# Written instruction a
Do these statements agree with the excerpt on image transformations? Answer yes or no for each and quote the words of the text that decide it.
(i) The rotation example uses a scale factor of 1.
(ii) The `cv2.getAffineTransform()` function builds a 3 x 3 transformation matrix.
(iii) Once computed, the affine matrix is applied with `cv2.warpAffine()`.

# Text to read
%%

The following example builds the$ M$ transformation matrix to rotate 180 degrees with respect to the center of the image with a scale factor of 1 (without scaling). Afterwards, this M matrix is applied to the image, as follows:

In [None]:
height, width = image.shape[:2]
M = cv2.getRotationMatrix2D((width / 2.0, height / 2.0), 180, 1)
dst_image = cv2.warpAffine(image, M, (width, height))

### Affine Transformation

In an affine transformation, we first make use of the `cv2.getAffineTransform()` function to build the 2 x 3 transformation matrix, which
will be obtained from the input image and the coordinates of the transformed image. The latter can be also the new points defined by us!

Once that the affine matrix has been computed, we can use it with the `cv2.warpAffine()` to apply the transformation to all the pixels forming the image:

In [None]:
pts_1 = np.float32([[135, 45], [385, 45], [135, 230]])

%%

Segmentation labeling entries
%%

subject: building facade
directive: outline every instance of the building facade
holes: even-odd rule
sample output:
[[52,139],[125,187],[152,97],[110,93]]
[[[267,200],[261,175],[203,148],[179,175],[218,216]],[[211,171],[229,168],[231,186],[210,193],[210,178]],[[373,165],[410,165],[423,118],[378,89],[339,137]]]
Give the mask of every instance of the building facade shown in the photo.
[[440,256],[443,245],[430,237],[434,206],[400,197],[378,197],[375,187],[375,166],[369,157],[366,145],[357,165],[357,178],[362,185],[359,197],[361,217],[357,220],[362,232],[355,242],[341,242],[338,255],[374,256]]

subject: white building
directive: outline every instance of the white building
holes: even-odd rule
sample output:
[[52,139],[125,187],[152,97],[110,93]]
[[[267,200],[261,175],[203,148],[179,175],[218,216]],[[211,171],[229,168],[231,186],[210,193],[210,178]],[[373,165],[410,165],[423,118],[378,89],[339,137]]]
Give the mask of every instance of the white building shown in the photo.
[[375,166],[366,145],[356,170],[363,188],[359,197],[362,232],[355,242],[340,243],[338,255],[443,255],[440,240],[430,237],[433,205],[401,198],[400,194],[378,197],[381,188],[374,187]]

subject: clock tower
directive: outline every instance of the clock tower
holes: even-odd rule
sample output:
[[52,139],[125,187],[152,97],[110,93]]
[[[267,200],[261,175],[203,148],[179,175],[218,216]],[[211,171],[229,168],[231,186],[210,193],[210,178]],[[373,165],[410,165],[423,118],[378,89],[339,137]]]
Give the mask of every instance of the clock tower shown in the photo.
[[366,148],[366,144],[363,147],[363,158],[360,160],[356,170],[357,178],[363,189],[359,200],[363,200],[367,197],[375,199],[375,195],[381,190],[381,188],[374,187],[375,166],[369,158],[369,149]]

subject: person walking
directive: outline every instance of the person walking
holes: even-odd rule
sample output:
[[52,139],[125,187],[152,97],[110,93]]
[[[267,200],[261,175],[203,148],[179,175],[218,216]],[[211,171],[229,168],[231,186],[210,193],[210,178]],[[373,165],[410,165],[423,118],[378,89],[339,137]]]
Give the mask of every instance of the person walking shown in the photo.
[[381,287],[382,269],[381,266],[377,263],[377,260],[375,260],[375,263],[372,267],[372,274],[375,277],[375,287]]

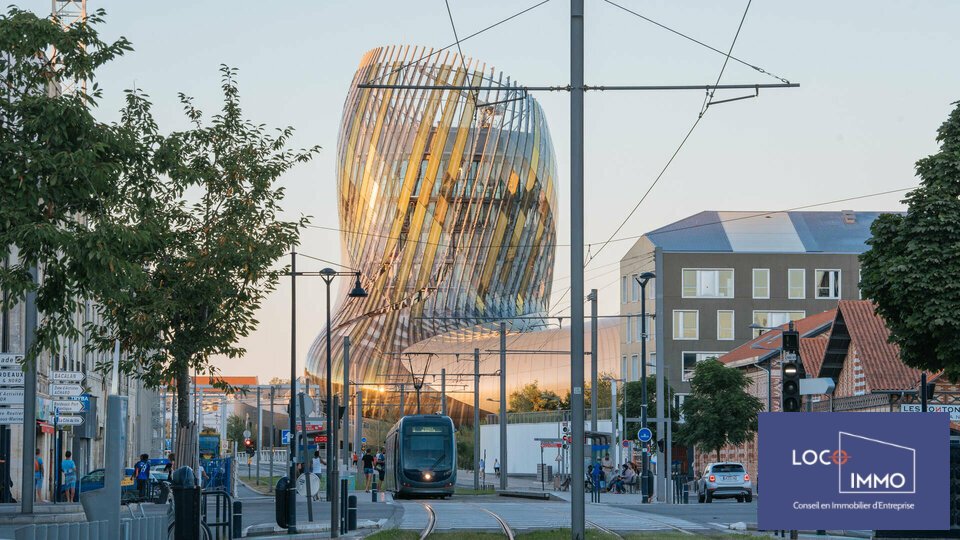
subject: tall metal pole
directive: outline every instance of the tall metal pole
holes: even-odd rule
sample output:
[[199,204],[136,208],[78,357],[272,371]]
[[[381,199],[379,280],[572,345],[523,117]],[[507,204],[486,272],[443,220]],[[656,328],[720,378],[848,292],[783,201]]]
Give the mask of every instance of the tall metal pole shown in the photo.
[[473,350],[473,489],[480,489],[480,349]]
[[440,414],[447,415],[447,368],[440,369]]
[[[359,416],[357,418],[360,418]],[[343,462],[350,467],[350,336],[343,336]]]
[[[327,341],[330,334],[327,334]],[[287,533],[297,534],[297,248],[290,252],[290,463]]]
[[263,403],[260,401],[260,385],[257,385],[257,485],[260,485],[260,454],[263,451]]
[[[658,355],[659,356],[659,355]],[[647,282],[640,281],[640,427],[647,427]],[[640,443],[640,502],[649,502],[647,476],[650,474],[650,452],[647,443]]]
[[[597,431],[597,290],[590,289],[590,431]],[[627,319],[630,324],[630,319]]]
[[570,529],[584,537],[583,508],[583,0],[570,0]]
[[500,323],[500,489],[507,489],[507,323]]
[[[30,267],[30,279],[39,283],[37,267]],[[37,293],[27,293],[24,302],[24,352],[30,352],[37,339]],[[37,449],[37,364],[40,358],[23,366],[23,454],[20,469],[20,513],[33,513],[33,459]],[[49,470],[50,467],[47,467]]]

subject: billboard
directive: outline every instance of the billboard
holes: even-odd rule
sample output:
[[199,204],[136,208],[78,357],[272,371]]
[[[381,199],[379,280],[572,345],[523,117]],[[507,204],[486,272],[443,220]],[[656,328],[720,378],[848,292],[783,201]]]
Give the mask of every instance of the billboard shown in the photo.
[[761,413],[758,528],[950,528],[947,413]]

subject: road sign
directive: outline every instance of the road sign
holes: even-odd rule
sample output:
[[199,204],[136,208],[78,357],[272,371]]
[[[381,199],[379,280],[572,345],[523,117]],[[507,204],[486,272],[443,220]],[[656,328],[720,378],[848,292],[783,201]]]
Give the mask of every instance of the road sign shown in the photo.
[[14,369],[0,370],[0,386],[23,386],[23,372]]
[[23,409],[0,409],[0,424],[22,424]]
[[0,354],[0,366],[20,366],[23,362],[22,354]]
[[50,395],[53,397],[78,397],[83,394],[83,387],[79,384],[51,384]]
[[53,400],[53,408],[60,411],[60,414],[77,413],[85,410],[83,402],[76,399],[55,399]]
[[23,405],[23,388],[0,388],[0,405]]
[[52,371],[50,380],[54,382],[83,382],[83,373],[79,371]]

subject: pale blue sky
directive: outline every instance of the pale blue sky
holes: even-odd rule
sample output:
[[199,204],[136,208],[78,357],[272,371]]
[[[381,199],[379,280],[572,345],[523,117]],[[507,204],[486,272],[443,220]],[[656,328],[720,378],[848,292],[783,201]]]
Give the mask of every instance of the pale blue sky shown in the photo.
[[[536,3],[450,0],[461,36]],[[726,50],[744,1],[620,0],[619,3]],[[713,83],[723,56],[603,2],[586,0],[588,84]],[[42,9],[42,2],[34,8]],[[345,92],[360,56],[378,45],[445,46],[453,41],[443,0],[315,2],[139,2],[90,0],[107,10],[103,35],[124,35],[135,51],[103,69],[104,118],[116,118],[122,90],[152,96],[161,127],[184,127],[177,92],[213,112],[218,66],[240,70],[247,115],[293,125],[297,145],[320,144],[317,159],[290,172],[285,207],[337,226],[336,137]],[[551,2],[463,44],[468,56],[521,84],[569,80],[569,2]],[[733,54],[799,82],[707,113],[670,170],[620,236],[642,234],[701,210],[778,210],[914,185],[913,163],[936,149],[935,130],[960,99],[960,2],[858,0],[753,2]],[[776,82],[731,62],[726,83]],[[740,95],[731,92],[725,97]],[[559,236],[569,241],[569,102],[538,94],[559,159]],[[696,118],[703,95],[588,93],[586,239],[600,242],[636,204]],[[897,210],[899,195],[824,209]],[[618,260],[631,242],[608,246],[592,266]],[[302,251],[340,257],[335,233],[307,230]],[[307,269],[319,263],[303,261]],[[569,275],[557,249],[556,276]],[[601,313],[616,312],[616,266],[588,271],[602,288]],[[560,279],[554,294],[569,280]],[[298,283],[298,350],[323,319],[319,280]],[[569,301],[569,297],[565,302]],[[289,286],[268,299],[244,359],[224,372],[264,379],[289,373]]]

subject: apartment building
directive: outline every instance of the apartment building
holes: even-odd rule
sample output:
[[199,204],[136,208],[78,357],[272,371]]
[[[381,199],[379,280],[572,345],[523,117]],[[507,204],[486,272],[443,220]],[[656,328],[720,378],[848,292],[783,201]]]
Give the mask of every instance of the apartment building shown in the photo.
[[860,298],[858,256],[881,212],[716,212],[641,237],[620,261],[621,376],[639,378],[640,286],[647,284],[648,373],[689,391],[697,362],[774,327]]

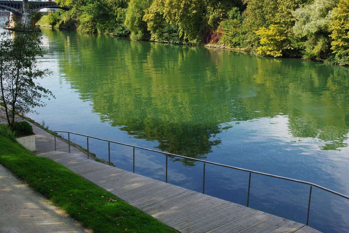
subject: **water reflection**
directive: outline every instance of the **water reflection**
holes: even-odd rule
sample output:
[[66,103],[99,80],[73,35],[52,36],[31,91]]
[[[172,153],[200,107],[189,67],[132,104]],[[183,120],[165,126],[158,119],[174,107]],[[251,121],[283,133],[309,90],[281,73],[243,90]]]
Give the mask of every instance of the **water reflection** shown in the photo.
[[[40,65],[55,70],[57,78],[42,84],[57,99],[30,116],[50,129],[349,193],[347,68],[43,29],[47,53]],[[71,139],[86,146],[86,139]],[[107,145],[90,143],[91,151],[107,159]],[[129,148],[111,149],[112,161],[132,170]],[[136,172],[164,180],[163,156],[137,151],[136,157]],[[169,163],[169,182],[202,191],[202,164],[171,159],[178,162]],[[246,204],[248,174],[208,165],[206,173],[207,193]],[[252,178],[251,207],[304,222],[308,187]],[[348,205],[313,191],[326,204],[313,201],[312,226],[347,231],[349,216],[326,205]]]
[[45,32],[49,41],[52,34],[62,37],[64,46],[57,48],[60,72],[82,99],[92,101],[101,121],[156,140],[161,150],[205,158],[221,143],[215,138],[226,129],[223,123],[233,127],[235,122],[280,114],[288,116],[295,140],[326,142],[321,150],[348,146],[346,68]]

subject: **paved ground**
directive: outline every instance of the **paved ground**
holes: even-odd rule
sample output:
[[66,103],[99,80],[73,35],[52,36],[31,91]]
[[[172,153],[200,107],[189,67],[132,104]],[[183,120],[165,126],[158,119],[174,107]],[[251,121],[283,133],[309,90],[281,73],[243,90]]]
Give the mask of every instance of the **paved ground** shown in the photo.
[[89,232],[0,165],[0,233]]

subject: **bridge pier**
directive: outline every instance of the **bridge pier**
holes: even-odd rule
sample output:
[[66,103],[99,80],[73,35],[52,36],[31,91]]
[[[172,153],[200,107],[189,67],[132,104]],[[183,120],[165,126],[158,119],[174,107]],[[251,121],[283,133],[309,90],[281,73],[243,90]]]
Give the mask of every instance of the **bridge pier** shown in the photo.
[[12,28],[15,28],[18,24],[27,25],[30,23],[30,15],[29,12],[23,12],[22,15],[11,12],[10,16],[10,25]]
[[9,29],[15,30],[18,24],[29,25],[31,24],[30,14],[42,9],[50,8],[61,9],[68,10],[72,9],[67,6],[58,5],[54,1],[42,1],[41,0],[31,1],[28,0],[0,0],[0,9],[11,13],[11,21]]

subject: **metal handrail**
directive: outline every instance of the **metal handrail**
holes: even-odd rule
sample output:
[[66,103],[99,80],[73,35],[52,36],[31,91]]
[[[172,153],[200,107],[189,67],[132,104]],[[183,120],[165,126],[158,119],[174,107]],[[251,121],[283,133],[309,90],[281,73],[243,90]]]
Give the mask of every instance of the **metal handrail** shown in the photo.
[[[245,171],[249,173],[249,178],[248,178],[248,189],[247,193],[247,203],[246,204],[246,206],[248,207],[249,203],[250,200],[250,187],[251,186],[251,174],[252,173],[254,174],[256,174],[259,175],[261,175],[262,176],[269,176],[271,177],[274,177],[274,178],[277,178],[278,179],[280,179],[283,180],[288,180],[289,181],[292,181],[293,182],[296,182],[297,183],[299,183],[300,184],[303,184],[305,185],[308,185],[310,186],[310,189],[309,190],[309,201],[308,203],[308,209],[307,209],[307,219],[306,219],[306,225],[307,225],[309,222],[309,212],[310,209],[310,201],[311,199],[311,192],[313,186],[314,187],[316,187],[318,188],[324,190],[329,193],[335,194],[337,196],[339,196],[342,197],[344,197],[347,199],[349,200],[349,196],[347,196],[343,194],[342,194],[338,192],[336,192],[335,191],[334,191],[332,189],[330,189],[329,188],[325,188],[324,187],[321,186],[320,185],[319,185],[316,184],[314,184],[314,183],[312,183],[311,182],[309,182],[306,181],[304,181],[303,180],[297,180],[294,179],[292,179],[291,178],[288,178],[288,177],[285,177],[283,176],[276,176],[275,175],[273,175],[271,174],[268,174],[268,173],[265,173],[264,172],[261,172],[258,171],[254,171],[253,170],[250,170],[249,169],[245,169],[244,168],[238,168],[237,167],[233,166],[230,166],[229,165],[226,165],[225,164],[223,164],[220,163],[214,163],[214,162],[211,162],[209,161],[206,161],[206,160],[199,160],[197,158],[191,158],[190,157],[188,157],[186,156],[183,156],[183,155],[176,155],[174,154],[171,154],[171,153],[168,153],[167,152],[165,152],[162,151],[160,151],[159,150],[154,150],[153,149],[149,149],[148,148],[145,148],[144,147],[141,147],[138,146],[134,146],[133,145],[131,145],[130,144],[126,144],[125,143],[123,143],[122,142],[118,142],[115,141],[111,141],[110,140],[108,140],[107,139],[103,139],[103,138],[97,138],[96,137],[94,137],[91,136],[90,136],[89,135],[86,135],[85,134],[81,134],[81,133],[75,133],[74,132],[72,132],[69,131],[62,131],[60,130],[54,130],[54,132],[59,132],[60,133],[67,133],[68,134],[68,145],[69,147],[69,153],[70,153],[70,134],[75,134],[76,135],[79,135],[80,136],[82,136],[83,137],[86,137],[87,138],[87,157],[89,158],[89,141],[88,139],[89,138],[93,138],[94,139],[97,139],[98,140],[100,140],[101,141],[106,141],[108,142],[108,157],[109,157],[109,162],[110,162],[110,143],[114,143],[115,144],[117,144],[120,145],[122,145],[123,146],[128,146],[131,147],[133,147],[133,172],[135,172],[135,148],[140,149],[142,150],[148,150],[148,151],[151,151],[153,152],[156,152],[157,153],[159,153],[160,154],[163,154],[165,155],[166,156],[166,182],[167,182],[167,166],[168,166],[168,158],[169,156],[175,156],[181,158],[186,158],[191,160],[194,160],[199,162],[201,162],[202,163],[203,163],[203,183],[202,183],[202,193],[205,193],[205,169],[206,169],[206,164],[212,164],[213,165],[215,165],[216,166],[220,166],[223,167],[224,168],[231,168],[232,169],[235,169],[236,170],[238,170],[239,171]],[[54,150],[56,150],[57,149],[56,146],[56,135],[54,135]]]

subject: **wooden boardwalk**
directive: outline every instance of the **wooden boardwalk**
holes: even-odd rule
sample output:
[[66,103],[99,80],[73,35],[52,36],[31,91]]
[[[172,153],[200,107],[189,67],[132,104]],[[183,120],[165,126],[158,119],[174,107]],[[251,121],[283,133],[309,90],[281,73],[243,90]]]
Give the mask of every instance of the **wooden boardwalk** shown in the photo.
[[321,233],[305,224],[109,166],[33,125],[37,154],[183,233]]

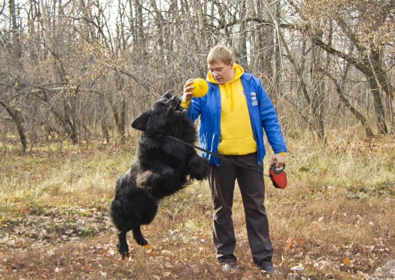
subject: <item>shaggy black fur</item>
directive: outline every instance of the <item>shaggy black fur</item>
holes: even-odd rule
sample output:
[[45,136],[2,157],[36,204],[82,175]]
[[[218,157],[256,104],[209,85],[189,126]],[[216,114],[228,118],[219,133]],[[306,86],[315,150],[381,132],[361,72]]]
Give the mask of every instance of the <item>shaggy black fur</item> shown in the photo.
[[208,177],[205,159],[194,149],[161,136],[171,135],[191,144],[196,141],[195,125],[186,112],[182,111],[180,103],[168,92],[132,122],[132,127],[143,133],[131,167],[117,181],[110,209],[118,230],[118,250],[122,258],[129,254],[128,231],[133,231],[139,244],[148,244],[140,225],[153,221],[158,200],[183,189],[193,179]]

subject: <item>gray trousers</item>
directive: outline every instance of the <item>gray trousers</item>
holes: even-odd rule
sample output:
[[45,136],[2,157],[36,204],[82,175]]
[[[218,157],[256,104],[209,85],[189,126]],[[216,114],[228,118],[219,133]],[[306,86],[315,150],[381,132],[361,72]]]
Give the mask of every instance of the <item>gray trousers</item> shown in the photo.
[[[225,156],[263,173],[257,163],[257,154]],[[258,167],[259,166],[259,167]],[[214,246],[221,263],[236,262],[236,239],[232,218],[235,183],[237,179],[245,214],[247,235],[254,262],[259,266],[272,264],[273,246],[269,236],[269,222],[264,206],[263,176],[252,170],[223,161],[220,166],[210,165],[210,187],[213,202]]]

%%

# Written instruction b
Which lines of the listing contain the string "bridge"? Gather every one of them, and treat case as significant.

# Written reply a
(i) Yes: "with a scale factor of 1 (without scaling)"
(ii) No: "to build the 2 x 3 transformation matrix"
(iii) Yes: "we can use it with the `cv2.warpAffine()` to apply the transformation to all the pixels forming the image"

# Written reply b
subject: **bridge pier**
directive: outline every instance of the **bridge pier**
Give the mask of every instance of the **bridge pier** shown in the photo.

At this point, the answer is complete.